─── DATA RECORDS ───

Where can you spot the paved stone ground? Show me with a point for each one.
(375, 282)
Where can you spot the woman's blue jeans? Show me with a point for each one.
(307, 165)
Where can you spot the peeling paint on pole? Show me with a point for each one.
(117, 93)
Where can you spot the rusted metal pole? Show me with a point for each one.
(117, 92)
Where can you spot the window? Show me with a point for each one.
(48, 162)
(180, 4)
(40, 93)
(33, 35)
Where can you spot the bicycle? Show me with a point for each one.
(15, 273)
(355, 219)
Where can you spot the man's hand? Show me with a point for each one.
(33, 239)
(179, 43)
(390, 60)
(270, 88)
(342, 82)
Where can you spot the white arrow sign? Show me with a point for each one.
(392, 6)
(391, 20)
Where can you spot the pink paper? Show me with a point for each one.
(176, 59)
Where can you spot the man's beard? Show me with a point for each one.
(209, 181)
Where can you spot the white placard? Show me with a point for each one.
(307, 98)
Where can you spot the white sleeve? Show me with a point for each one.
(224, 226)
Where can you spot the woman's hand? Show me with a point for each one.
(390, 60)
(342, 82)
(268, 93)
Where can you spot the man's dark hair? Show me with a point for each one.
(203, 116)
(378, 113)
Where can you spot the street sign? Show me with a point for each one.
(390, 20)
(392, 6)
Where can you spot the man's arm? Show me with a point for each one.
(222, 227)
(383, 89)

───

[WHAT YOU SHOULD DO] Only the last part of the records is wanted. Repeat it exactly, beginning at the line containing "Where can you spot the peeling" and ending at the final line.

[SOLUTION TO THE PROBLEM]
Where can you spot the peeling paint on pole? Show me with a point for each one.
(117, 93)
Where can you spot the rusted metal pole? Show me with a point for each one.
(117, 92)
Where can you spot the window? Show me with a point for each one.
(48, 162)
(180, 4)
(40, 93)
(33, 35)
Where can you spot the bicycle? Show me with a point for each one.
(15, 273)
(355, 219)
Where can you spot the man's hand? Show me with a point for each one.
(33, 239)
(179, 43)
(390, 60)
(270, 88)
(342, 82)
Where can you spot the white arrow sign? Show me with a point for each one.
(392, 6)
(391, 20)
Where can you spot the pink paper? Show me with a point for each one.
(176, 59)
Where can you spot the man's beard? Show me with a point for each one.
(209, 181)
Where can you spot the white placard? Show me with a point for each one.
(307, 98)
Where can you spot the white sleeve? Show me with a point for each one.
(224, 226)
Where can you spot the woman's hand? Show me with a point for each one.
(390, 60)
(342, 82)
(268, 93)
Where can you spot the man's dark hair? Show me with a point for each one.
(203, 116)
(378, 113)
Where can you spot the street sign? Show me with a point for each one.
(390, 20)
(392, 6)
Where can you spot the man's arm? Show me with a point for each one.
(222, 227)
(383, 89)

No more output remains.